● Problem
Rewrite the listing lines starting at the line containing "Return one point per instance of the gold" and ending at the line containing "x=537, y=323", both included and requests kept, but increase every x and y coordinate in the results by 134. Give only those lines.

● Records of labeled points
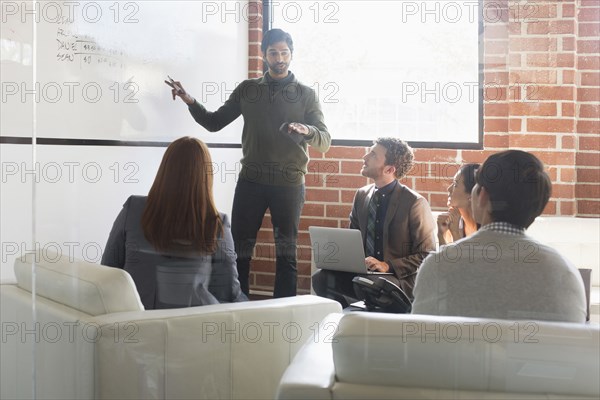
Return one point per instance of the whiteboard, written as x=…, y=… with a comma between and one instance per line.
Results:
x=95, y=69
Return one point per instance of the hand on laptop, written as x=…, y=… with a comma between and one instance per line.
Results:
x=374, y=264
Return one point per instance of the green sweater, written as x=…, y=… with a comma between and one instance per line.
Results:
x=268, y=156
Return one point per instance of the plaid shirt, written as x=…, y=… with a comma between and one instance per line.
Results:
x=503, y=227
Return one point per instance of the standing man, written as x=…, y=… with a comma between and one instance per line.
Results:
x=281, y=117
x=499, y=271
x=396, y=223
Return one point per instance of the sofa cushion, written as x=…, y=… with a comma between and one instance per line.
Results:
x=454, y=353
x=91, y=288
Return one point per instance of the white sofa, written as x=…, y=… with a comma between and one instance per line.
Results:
x=90, y=338
x=381, y=356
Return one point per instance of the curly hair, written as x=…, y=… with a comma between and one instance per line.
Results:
x=398, y=153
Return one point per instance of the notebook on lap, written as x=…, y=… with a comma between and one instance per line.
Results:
x=339, y=249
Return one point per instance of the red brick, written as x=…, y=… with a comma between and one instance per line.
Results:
x=588, y=63
x=531, y=12
x=532, y=141
x=568, y=109
x=477, y=156
x=589, y=29
x=493, y=93
x=325, y=195
x=495, y=141
x=430, y=185
x=338, y=211
x=313, y=180
x=515, y=60
x=496, y=78
x=555, y=157
x=550, y=208
x=589, y=111
x=515, y=29
x=588, y=207
x=567, y=208
x=588, y=159
x=590, y=79
x=568, y=142
x=515, y=125
x=568, y=44
x=532, y=44
x=264, y=250
x=568, y=10
x=496, y=47
x=588, y=191
x=588, y=3
x=314, y=153
x=567, y=174
x=351, y=167
x=588, y=46
x=544, y=93
x=564, y=60
x=563, y=190
x=263, y=266
x=551, y=27
x=346, y=181
x=494, y=63
x=591, y=14
x=533, y=109
x=495, y=125
x=303, y=239
x=348, y=196
x=590, y=142
x=588, y=175
x=568, y=77
x=352, y=153
x=265, y=236
x=496, y=110
x=311, y=209
x=438, y=200
x=588, y=94
x=550, y=125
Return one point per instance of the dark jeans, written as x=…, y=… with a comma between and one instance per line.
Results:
x=250, y=203
x=337, y=285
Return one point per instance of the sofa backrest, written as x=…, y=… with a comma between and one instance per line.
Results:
x=90, y=288
x=455, y=353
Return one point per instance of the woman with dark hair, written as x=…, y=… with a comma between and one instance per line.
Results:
x=174, y=243
x=458, y=222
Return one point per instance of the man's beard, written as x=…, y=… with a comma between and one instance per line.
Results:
x=279, y=68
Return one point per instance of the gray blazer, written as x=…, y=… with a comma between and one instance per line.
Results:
x=408, y=230
x=210, y=278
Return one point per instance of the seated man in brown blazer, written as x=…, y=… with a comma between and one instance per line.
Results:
x=395, y=222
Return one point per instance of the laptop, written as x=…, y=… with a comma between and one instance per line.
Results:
x=339, y=249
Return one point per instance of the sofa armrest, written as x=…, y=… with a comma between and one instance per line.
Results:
x=311, y=374
x=224, y=351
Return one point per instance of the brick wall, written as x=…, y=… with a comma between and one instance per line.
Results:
x=541, y=94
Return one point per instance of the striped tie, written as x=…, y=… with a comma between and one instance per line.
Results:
x=371, y=224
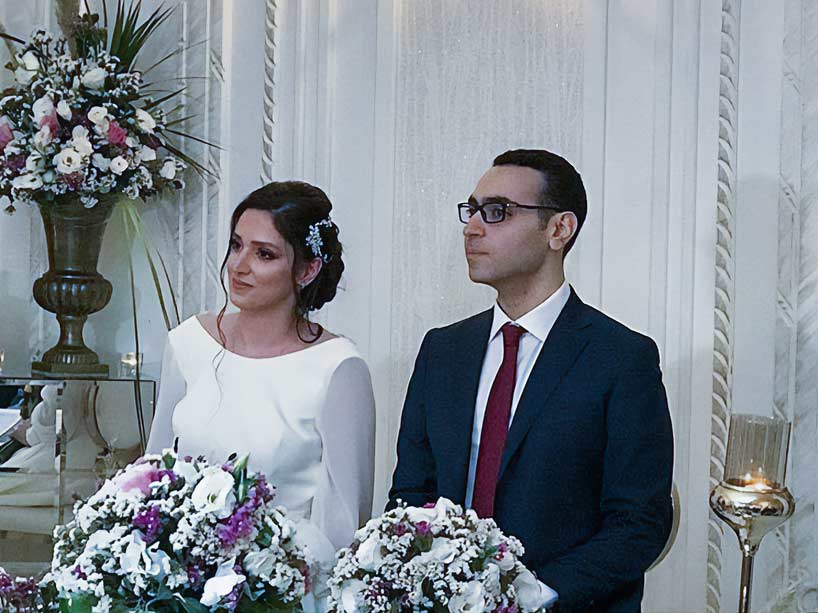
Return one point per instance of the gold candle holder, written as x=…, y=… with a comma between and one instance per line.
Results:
x=752, y=498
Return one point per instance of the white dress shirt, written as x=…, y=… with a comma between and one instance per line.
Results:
x=537, y=323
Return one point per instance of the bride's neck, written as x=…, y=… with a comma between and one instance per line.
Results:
x=263, y=331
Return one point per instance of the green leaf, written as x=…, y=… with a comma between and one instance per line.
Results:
x=77, y=603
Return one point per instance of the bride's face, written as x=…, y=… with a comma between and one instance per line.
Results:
x=260, y=264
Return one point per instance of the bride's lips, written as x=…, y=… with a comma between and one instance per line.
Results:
x=239, y=285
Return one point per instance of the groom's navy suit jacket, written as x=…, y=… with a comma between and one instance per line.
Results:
x=587, y=468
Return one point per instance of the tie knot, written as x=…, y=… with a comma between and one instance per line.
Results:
x=511, y=335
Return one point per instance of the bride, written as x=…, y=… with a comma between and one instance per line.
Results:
x=268, y=382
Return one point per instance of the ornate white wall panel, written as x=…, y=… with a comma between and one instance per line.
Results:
x=724, y=325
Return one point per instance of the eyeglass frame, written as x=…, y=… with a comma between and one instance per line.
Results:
x=505, y=204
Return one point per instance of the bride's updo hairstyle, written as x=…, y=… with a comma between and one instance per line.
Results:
x=301, y=214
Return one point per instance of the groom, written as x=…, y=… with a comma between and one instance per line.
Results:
x=542, y=412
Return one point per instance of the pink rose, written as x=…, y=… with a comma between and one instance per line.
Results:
x=52, y=122
x=116, y=134
x=6, y=136
x=140, y=476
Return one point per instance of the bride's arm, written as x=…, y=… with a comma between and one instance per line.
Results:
x=347, y=427
x=172, y=389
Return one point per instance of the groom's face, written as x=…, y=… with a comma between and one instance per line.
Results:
x=514, y=250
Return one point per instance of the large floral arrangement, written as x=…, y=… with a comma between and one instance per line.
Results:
x=79, y=120
x=179, y=535
x=18, y=594
x=434, y=558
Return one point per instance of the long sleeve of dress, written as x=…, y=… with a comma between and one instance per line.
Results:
x=343, y=501
x=172, y=389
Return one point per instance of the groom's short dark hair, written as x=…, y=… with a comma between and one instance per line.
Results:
x=562, y=186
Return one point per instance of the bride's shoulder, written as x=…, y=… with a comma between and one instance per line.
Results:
x=196, y=326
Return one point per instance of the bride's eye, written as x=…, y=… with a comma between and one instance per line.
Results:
x=264, y=254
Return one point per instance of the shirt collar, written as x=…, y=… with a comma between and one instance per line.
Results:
x=539, y=320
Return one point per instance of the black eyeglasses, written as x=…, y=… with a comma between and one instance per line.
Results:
x=493, y=212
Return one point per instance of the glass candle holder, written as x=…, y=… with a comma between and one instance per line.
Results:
x=128, y=363
x=757, y=452
x=752, y=498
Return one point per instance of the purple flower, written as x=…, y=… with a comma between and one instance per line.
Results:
x=195, y=576
x=400, y=529
x=231, y=601
x=149, y=522
x=239, y=524
x=16, y=162
x=423, y=528
x=77, y=572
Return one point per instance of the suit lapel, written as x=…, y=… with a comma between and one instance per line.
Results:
x=560, y=351
x=465, y=361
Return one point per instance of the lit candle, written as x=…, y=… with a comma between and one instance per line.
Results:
x=757, y=483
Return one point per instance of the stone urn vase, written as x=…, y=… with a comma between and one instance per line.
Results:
x=72, y=288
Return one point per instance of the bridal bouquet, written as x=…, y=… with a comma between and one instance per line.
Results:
x=434, y=558
x=80, y=120
x=178, y=535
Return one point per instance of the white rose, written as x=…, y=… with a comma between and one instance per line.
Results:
x=27, y=181
x=186, y=470
x=369, y=554
x=119, y=165
x=83, y=146
x=132, y=560
x=94, y=78
x=442, y=551
x=85, y=517
x=260, y=563
x=68, y=161
x=26, y=72
x=471, y=600
x=506, y=562
x=222, y=584
x=531, y=593
x=101, y=162
x=42, y=107
x=98, y=114
x=214, y=493
x=63, y=110
x=147, y=154
x=30, y=61
x=146, y=122
x=168, y=170
x=352, y=594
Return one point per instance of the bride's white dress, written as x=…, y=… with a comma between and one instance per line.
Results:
x=307, y=419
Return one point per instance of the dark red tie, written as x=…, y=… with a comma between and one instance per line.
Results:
x=495, y=424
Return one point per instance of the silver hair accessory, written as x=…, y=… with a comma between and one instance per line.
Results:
x=314, y=240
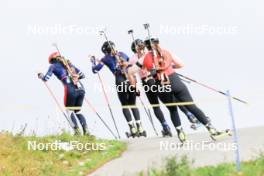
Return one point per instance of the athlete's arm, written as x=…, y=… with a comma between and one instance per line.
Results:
x=49, y=73
x=78, y=71
x=177, y=62
x=97, y=67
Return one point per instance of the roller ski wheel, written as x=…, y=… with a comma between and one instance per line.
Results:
x=166, y=133
x=182, y=137
x=129, y=135
x=220, y=134
x=195, y=126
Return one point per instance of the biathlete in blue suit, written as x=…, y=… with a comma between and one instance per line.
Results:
x=73, y=94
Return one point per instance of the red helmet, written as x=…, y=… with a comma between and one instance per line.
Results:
x=148, y=61
x=53, y=55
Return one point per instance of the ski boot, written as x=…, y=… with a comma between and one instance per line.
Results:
x=77, y=132
x=215, y=134
x=133, y=131
x=195, y=124
x=181, y=134
x=166, y=130
x=140, y=130
x=85, y=131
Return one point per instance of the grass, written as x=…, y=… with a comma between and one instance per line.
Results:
x=182, y=167
x=17, y=160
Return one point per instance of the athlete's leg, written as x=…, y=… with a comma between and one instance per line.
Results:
x=182, y=94
x=152, y=95
x=69, y=102
x=79, y=101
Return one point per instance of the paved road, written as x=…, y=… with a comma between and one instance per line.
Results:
x=143, y=153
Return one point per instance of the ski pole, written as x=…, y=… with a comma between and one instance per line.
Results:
x=57, y=102
x=142, y=103
x=94, y=110
x=149, y=116
x=108, y=104
x=213, y=89
x=105, y=96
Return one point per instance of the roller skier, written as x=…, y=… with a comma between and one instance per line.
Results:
x=160, y=62
x=117, y=63
x=138, y=47
x=74, y=91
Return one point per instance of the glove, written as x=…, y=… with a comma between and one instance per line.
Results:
x=134, y=89
x=40, y=75
x=93, y=60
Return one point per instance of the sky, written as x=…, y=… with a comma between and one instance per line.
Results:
x=220, y=42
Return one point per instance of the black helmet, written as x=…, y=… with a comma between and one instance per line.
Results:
x=107, y=47
x=153, y=40
x=139, y=43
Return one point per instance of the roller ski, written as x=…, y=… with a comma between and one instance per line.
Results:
x=216, y=135
x=166, y=131
x=140, y=130
x=133, y=131
x=77, y=132
x=181, y=135
x=195, y=124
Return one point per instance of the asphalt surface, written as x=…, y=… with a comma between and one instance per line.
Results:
x=144, y=153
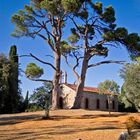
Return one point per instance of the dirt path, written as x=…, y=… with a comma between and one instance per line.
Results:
x=63, y=125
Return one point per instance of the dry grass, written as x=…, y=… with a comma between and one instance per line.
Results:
x=63, y=125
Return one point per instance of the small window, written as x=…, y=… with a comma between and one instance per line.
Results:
x=98, y=104
x=107, y=104
x=113, y=104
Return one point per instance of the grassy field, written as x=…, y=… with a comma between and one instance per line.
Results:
x=63, y=125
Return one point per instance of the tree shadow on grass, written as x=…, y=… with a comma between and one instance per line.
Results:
x=16, y=119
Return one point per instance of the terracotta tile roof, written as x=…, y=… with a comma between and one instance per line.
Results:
x=86, y=89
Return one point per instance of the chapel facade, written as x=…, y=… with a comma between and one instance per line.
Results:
x=91, y=98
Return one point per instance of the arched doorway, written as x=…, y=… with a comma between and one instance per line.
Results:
x=86, y=103
x=61, y=103
x=98, y=104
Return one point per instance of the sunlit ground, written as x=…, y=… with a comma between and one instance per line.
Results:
x=63, y=125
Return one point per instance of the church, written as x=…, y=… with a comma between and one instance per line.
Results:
x=91, y=98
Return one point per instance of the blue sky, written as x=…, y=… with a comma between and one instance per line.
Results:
x=127, y=15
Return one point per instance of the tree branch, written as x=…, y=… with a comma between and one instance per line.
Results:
x=36, y=58
x=73, y=67
x=38, y=80
x=106, y=62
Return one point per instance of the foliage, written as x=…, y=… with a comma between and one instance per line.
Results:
x=130, y=94
x=33, y=71
x=110, y=87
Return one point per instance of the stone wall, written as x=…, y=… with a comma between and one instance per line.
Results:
x=92, y=101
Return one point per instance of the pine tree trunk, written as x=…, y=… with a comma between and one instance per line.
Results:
x=81, y=82
x=56, y=80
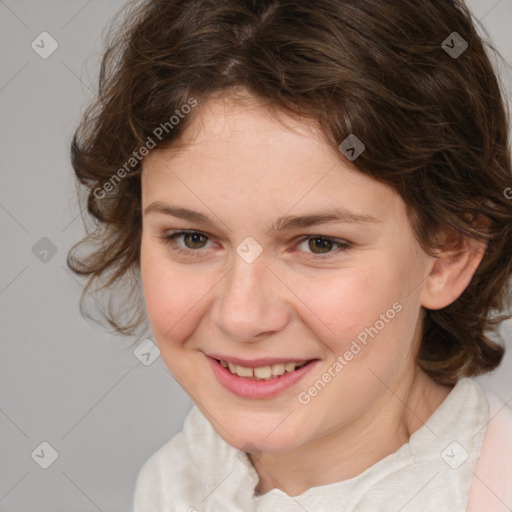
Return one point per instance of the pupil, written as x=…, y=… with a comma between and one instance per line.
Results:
x=194, y=237
x=323, y=243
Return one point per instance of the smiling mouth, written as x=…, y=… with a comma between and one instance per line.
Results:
x=269, y=372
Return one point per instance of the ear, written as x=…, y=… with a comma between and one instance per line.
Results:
x=453, y=269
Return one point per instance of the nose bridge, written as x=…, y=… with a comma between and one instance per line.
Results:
x=249, y=303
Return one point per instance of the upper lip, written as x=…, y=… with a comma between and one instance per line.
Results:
x=256, y=363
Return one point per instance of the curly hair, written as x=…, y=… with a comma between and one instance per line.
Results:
x=434, y=124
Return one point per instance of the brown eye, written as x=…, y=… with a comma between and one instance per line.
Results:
x=194, y=239
x=323, y=244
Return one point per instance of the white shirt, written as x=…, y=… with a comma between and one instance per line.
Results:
x=198, y=471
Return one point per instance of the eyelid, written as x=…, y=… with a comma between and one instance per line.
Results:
x=343, y=245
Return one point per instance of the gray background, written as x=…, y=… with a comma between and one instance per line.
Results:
x=63, y=380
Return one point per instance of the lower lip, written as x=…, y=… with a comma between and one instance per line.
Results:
x=256, y=389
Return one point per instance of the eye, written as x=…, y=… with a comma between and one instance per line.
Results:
x=323, y=244
x=193, y=240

● Response to the task
Return one point per instance of the gold candle holder, written as x=…, y=… with a comma between and one instance per line.
Results:
x=886, y=632
Return one point per instance of the white dress shirt, written as x=…, y=… with a comma between and one instance per line.
Results:
x=671, y=457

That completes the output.